CobrastanJorji · on Dec 15, 2016

Aren't the details "three years after we were hacked, law enforcement told us that we had been hacked, and we believe them?"

The press release explicitly says "We have not been able to identify the intrusion associated with this theft." I especially noticed that the "What are we doing to protect our users?" section doesn't mention anything about Yahoo fixing any security issues.

Presumably, then, as a Yahoo engineer, you know what your security practices are but you don't know what you did wrong or whether you've fixed it.

jsjohnst · on Dec 15, 2016

Do you honestly believe a press release covers every detail, especially ones with strong legal implications, and might not have rather been worded very carefully?

mustacheemperor · on Dec 15, 2016

The contrast between your statements and the press statement is great enough to imply Yahoo is being dishonest.

jsjohnst · on Dec 15, 2016

"Dishonest", not in the slightest. From what I'm told, they really don't know how they got in. But that's only the part of the story discussed in the press release, what's not discussed is how the data existed in that format.

normaljoe · on Dec 15, 2016

From my experience if Paranoids did know they would have locked it down at the expense of engineers or others. I know since I have made breaking changes to infrastructure which did lock out some engineers and cause plenty of headaches.

Every Yahoo I have ever known has cursed the Paranoids for getting and the way. Every Yahoo that has actually been in a situation has also blessed the Paranoids for the same reasons.

◇ ◇ ◇ ◇ ◇ ◇ ◇

Written problem A:
Reproduce the Yahoo breach thread word for word, in full.
The records below are unrelated to the text above.

◇ ◇ ◇ ◇ ◇ ◇ ◇

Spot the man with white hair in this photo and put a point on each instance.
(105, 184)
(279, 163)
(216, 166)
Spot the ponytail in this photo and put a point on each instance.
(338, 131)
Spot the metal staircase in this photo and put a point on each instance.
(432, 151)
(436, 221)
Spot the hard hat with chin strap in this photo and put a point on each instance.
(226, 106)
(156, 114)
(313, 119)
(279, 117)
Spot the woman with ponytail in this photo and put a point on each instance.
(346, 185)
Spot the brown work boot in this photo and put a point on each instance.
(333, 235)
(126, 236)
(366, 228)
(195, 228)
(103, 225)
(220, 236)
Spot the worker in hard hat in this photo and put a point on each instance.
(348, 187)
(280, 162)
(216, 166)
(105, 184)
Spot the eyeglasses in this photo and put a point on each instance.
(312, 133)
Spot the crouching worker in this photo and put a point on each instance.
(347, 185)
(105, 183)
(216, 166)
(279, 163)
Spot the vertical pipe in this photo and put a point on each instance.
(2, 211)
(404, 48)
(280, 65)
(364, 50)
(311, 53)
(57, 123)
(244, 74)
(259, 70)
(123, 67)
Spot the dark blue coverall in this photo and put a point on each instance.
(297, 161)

◇ ◇ ◇ ◇ ◇ ◇ ◇

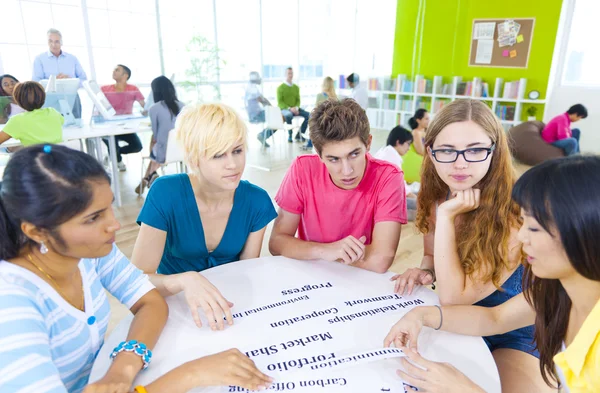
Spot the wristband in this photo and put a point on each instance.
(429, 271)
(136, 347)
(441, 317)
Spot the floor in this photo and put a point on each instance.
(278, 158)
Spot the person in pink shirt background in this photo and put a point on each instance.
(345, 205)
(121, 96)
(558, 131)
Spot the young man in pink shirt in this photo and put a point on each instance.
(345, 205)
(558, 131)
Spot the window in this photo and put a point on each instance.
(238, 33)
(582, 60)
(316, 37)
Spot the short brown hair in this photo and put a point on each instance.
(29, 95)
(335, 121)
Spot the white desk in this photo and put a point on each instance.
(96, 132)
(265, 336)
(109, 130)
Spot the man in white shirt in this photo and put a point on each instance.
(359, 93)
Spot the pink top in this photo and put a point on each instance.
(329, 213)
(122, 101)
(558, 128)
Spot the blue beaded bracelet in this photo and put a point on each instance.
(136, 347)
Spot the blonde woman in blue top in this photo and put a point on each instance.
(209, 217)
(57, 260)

◇ ◇ ◇ ◇ ◇ ◇ ◇

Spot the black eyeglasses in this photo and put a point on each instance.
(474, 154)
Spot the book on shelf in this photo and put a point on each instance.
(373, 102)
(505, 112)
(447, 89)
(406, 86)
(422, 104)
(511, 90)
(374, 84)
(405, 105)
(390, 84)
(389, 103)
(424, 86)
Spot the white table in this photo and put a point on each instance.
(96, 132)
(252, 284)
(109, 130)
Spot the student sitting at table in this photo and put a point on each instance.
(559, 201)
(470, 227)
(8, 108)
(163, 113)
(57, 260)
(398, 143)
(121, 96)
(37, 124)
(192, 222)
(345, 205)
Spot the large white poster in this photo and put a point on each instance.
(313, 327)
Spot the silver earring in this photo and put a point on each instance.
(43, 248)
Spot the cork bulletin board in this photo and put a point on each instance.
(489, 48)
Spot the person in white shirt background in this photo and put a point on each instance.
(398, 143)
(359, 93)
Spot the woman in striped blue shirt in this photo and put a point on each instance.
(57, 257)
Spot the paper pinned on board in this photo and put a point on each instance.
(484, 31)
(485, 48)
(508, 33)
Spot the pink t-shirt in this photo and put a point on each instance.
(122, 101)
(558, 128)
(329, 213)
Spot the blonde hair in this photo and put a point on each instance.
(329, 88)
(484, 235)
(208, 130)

◇ ◇ ◇ ◇ ◇ ◇ ◇

Written problem B:
List every line in the records that contains the word "brown".

Correct response A:
CobrastanJorji · on Dec 15, 2016

Aren't the details "three years after we were hacked, law enforcement told us that we had been hacked, and we believe them?"

The press release explicitly says "We have not been able to identify the intrusion associated with this theft." I especially noticed that the "What are we doing to protect our users?" section doesn't mention anything about Yahoo fixing any security issues.

Presumably, then, as a Yahoo engineer, you know what your security practices are but you don't know what you did wrong or whether you've fixed it.

jsjohnst · on Dec 15, 2016

Do you honestly believe a press release covers every detail, especially ones with strong legal implications, and might not have rather been worded very carefully?

mustacheemperor · on Dec 15, 2016

The contrast between your statements and the press statement is great enough to imply Yahoo is being dishonest.

jsjohnst · on Dec 15, 2016

"Dishonest", not in the slightest. From what I'm told, they really don't know how they got in. But that's only the part of the story discussed in the press release, what's not discussed is how the data existed in that format.

normaljoe · on Dec 15, 2016

From my experience if Paranoids did know they would have locked it down at the expense of engineers or others. I know since I have made breaking changes to infrastructure which did lock out some engineers and cause plenty of headaches.

Every Yahoo I have ever known has cursed the Paranoids for getting and the way. Every Yahoo that has actually been in a situation has also blessed the Paranoids for the same reasons.

Correct response B:
Spot the brown work boot in this photo and put a point on each instance.
Spot the short brown hair in this photo and put a point on each instance.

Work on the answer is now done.